- Passage to read:
This was followed by a stint on ticketing. The pleasures of ticketing are knowing that you know the knowledge about all of the various ticketing combinations: concessions, offers, third party vendors. You can use that knowledge to help the museum’s mission and to sell tickets to walk in customers, persuade them to purchase and come in with your knowledge of the museum. And, also, there is a challenge to try and sell as many souvenir guides and tote bags as possible. To aid carers with the special children with sensory bags and headphones. I helped quite a few today. I also spoke French to several customers – I am basically fluent for the purposes of the museum. Ticketing helps me practice my speaking skills in the language. For this role, loving the place you work at and loving to open access to it for everyone motivates you to perform as well as possible.

Next, there was the welcome to the museum’s galleries and helping the children to navigate activities around the museum. This is one of my favourite roles in the galleries. Because how often in life do you get to give people an adventure to go on together, which is what the activity is? I tell people about the story that we are telling in the museum. I show them the ropes to the wonderful place where I work.

More tours again. The highlights today? An Indian family who were completely enraptured by the tour and left me some wonderful feedback. And then there was a visitor from Colorado that was also a tour guide and she professionally assessed me and told me that I had done a wonderful job. She was very testing – she asked me a whole heap of questions about art materials!

- The tasks:
1. Duplicate the stretch of the museum workday account from "This was followed" through "well as possible.".
2. Answer these from the museum workday account:
(a) What language did the writer speak to several customers while working on ticketing?
(b) Which role does the writer call one of their favorites in the galleries?
(c) Where was the visitor from who was also a tour guide?

- Recorded information:
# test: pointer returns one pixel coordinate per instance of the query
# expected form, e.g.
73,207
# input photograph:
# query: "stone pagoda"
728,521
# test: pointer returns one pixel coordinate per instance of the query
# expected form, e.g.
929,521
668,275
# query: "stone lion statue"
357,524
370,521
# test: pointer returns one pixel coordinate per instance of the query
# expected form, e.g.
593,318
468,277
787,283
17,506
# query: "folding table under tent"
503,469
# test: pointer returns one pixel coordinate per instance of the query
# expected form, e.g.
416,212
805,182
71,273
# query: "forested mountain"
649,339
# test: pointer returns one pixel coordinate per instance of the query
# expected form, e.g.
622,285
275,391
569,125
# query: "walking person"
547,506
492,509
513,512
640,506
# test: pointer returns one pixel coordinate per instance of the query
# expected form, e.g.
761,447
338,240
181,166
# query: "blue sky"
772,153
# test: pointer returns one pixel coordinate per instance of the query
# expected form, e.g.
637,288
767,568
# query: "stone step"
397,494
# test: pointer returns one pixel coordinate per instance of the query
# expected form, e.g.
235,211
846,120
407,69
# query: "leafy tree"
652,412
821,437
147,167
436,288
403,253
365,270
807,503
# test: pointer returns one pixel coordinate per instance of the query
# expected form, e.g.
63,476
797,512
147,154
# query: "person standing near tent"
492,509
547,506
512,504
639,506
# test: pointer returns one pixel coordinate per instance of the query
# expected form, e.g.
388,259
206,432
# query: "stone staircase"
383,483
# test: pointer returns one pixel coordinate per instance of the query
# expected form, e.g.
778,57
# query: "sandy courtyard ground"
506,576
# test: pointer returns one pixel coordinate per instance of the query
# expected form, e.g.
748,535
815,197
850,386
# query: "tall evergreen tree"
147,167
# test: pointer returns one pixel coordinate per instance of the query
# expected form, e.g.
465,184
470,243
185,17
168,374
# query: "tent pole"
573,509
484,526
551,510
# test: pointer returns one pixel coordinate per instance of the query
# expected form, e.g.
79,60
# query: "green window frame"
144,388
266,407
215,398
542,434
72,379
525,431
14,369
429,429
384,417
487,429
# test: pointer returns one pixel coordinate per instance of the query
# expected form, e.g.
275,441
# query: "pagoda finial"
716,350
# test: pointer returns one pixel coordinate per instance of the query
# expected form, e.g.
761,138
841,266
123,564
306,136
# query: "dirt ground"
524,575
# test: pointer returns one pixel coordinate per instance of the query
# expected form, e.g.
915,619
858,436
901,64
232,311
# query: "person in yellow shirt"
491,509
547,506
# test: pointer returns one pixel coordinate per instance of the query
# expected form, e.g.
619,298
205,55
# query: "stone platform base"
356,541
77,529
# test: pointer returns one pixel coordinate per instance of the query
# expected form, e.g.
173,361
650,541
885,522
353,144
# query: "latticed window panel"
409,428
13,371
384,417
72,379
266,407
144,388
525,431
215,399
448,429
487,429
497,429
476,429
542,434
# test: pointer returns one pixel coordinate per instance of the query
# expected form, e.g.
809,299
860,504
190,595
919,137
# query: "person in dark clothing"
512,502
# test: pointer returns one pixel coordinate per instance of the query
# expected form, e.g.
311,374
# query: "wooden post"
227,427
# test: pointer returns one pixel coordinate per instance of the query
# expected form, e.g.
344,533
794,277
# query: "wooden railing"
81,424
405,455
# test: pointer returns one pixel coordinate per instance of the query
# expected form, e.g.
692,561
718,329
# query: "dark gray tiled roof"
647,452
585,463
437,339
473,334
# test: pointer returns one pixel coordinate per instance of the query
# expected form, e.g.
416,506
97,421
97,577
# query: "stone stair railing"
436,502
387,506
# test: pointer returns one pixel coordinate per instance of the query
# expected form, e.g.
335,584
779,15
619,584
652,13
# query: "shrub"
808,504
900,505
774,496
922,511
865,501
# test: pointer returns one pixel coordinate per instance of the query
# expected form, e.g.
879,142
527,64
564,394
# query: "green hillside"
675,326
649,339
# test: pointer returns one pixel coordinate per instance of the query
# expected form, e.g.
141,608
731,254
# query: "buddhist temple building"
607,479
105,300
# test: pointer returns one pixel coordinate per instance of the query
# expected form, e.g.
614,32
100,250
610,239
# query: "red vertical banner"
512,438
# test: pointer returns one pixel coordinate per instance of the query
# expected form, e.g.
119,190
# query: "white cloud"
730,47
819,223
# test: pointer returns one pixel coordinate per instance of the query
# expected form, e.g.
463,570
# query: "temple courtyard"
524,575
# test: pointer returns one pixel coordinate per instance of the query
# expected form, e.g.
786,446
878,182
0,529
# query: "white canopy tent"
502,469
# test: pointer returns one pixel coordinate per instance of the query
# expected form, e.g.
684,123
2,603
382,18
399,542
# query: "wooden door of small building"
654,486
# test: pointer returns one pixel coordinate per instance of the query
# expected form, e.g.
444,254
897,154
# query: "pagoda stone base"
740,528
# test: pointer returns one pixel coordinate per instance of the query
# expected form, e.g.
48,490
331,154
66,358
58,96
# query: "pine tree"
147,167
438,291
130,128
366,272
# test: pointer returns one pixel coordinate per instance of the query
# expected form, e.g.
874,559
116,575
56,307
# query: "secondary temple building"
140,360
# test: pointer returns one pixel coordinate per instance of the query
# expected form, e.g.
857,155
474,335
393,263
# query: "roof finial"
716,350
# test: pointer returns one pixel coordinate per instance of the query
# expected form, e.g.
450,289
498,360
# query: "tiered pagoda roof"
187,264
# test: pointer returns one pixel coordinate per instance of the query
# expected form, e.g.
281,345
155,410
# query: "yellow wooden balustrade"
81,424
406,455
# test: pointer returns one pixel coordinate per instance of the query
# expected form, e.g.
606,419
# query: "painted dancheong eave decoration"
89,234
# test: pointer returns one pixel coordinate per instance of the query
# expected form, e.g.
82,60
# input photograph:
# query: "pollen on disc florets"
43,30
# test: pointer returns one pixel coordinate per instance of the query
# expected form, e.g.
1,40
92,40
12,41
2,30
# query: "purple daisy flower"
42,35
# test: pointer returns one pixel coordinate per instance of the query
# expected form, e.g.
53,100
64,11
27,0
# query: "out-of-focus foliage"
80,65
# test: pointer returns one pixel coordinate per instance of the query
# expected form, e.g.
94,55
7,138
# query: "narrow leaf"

- Worked answers:
1.
This was followed by a stint on ticketing. The pleasures of ticketing are knowing that you know the knowledge about all of the various ticketing combinations: concessions, offers, third party vendors. You can use that knowledge to help the museum’s mission and to sell tickets to walk in customers, persuade them to purchase and come in with your knowledge of the museum. And, also, there is a challenge to try and sell as many souvenir guides and tote bags as possible. To aid carers with the special children with sensory bags and headphones. I helped quite a few today. I also spoke French to several customers – I am basically fluent for the purposes of the museum. Ticketing helps me practice my speaking skills in the language. For this role, loving the place you work at and loving to open access to it for everyone motivates you to perform as well as possible.

2.
(a) French.
(b) The welcome to the museum's galleries and helping the children to navigate activities around the museum.
(c) Colorado.